[WHAT IS EXPECTED] Write out exactly the lines that run from the one containing "TARGET = glass door panel" to the end of the entries below, with both end lines included.

[DATA IN THIS EXERCISE]
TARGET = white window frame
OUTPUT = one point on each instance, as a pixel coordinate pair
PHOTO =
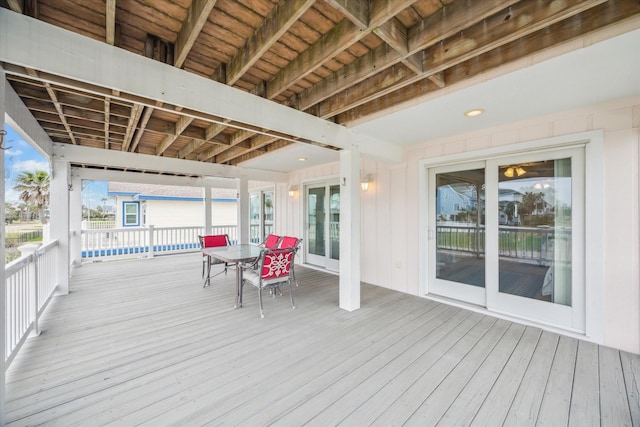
(593, 142)
(125, 214)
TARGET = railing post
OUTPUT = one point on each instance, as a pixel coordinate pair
(31, 250)
(151, 241)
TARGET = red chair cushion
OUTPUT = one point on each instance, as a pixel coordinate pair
(215, 240)
(271, 241)
(276, 265)
(289, 242)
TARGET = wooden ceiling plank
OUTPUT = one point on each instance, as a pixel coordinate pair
(134, 118)
(339, 38)
(382, 10)
(211, 152)
(180, 126)
(394, 33)
(359, 70)
(16, 5)
(110, 21)
(193, 145)
(214, 130)
(232, 153)
(278, 22)
(382, 57)
(563, 31)
(329, 45)
(452, 19)
(106, 122)
(196, 18)
(54, 99)
(524, 19)
(141, 128)
(357, 11)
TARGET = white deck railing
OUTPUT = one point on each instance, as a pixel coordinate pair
(30, 284)
(145, 242)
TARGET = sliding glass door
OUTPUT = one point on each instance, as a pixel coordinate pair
(322, 247)
(457, 230)
(508, 234)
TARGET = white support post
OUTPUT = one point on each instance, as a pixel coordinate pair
(243, 210)
(350, 230)
(75, 221)
(151, 242)
(3, 283)
(31, 250)
(207, 209)
(59, 207)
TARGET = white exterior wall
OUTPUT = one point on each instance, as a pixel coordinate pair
(175, 213)
(180, 213)
(390, 208)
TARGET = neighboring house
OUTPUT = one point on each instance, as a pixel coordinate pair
(168, 206)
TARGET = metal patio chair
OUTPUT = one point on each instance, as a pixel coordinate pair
(274, 270)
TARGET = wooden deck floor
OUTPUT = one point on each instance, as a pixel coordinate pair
(142, 343)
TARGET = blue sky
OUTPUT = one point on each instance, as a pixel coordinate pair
(23, 157)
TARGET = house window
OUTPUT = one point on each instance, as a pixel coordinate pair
(131, 214)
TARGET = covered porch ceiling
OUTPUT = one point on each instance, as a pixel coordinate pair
(399, 71)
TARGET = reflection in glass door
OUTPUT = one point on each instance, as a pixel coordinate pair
(323, 226)
(458, 228)
(260, 215)
(535, 232)
(508, 234)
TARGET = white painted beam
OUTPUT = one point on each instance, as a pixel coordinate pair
(125, 160)
(30, 43)
(149, 178)
(59, 208)
(243, 210)
(75, 222)
(207, 211)
(350, 230)
(22, 121)
(3, 282)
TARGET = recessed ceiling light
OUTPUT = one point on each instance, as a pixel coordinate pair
(473, 113)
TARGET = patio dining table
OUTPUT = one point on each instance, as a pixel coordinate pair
(234, 254)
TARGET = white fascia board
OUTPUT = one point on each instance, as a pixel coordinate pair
(101, 157)
(149, 178)
(27, 42)
(18, 116)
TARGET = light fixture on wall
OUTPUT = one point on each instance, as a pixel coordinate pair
(514, 170)
(364, 182)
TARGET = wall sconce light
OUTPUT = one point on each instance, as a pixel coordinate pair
(514, 170)
(364, 182)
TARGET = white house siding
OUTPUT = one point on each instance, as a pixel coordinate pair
(174, 213)
(390, 208)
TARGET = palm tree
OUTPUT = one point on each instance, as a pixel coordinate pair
(34, 190)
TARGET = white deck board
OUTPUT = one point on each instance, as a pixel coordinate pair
(142, 343)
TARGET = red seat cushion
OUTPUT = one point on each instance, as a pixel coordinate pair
(271, 241)
(215, 240)
(276, 265)
(289, 242)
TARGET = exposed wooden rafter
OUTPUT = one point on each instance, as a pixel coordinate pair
(339, 60)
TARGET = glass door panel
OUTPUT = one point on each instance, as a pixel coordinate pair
(457, 233)
(316, 221)
(334, 222)
(254, 218)
(539, 241)
(535, 202)
(322, 240)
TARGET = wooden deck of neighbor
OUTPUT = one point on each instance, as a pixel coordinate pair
(142, 343)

[OUTPUT OF THE EXERCISE]
TARGET = glass door panel
OUTPUT = one point on each instance, as a pixel coordinate pair
(457, 233)
(316, 221)
(334, 222)
(254, 218)
(539, 241)
(535, 202)
(322, 240)
TARGET = wooden deck of neighbor
OUTPUT = one point on each instance, as a pixel coordinate pair
(142, 343)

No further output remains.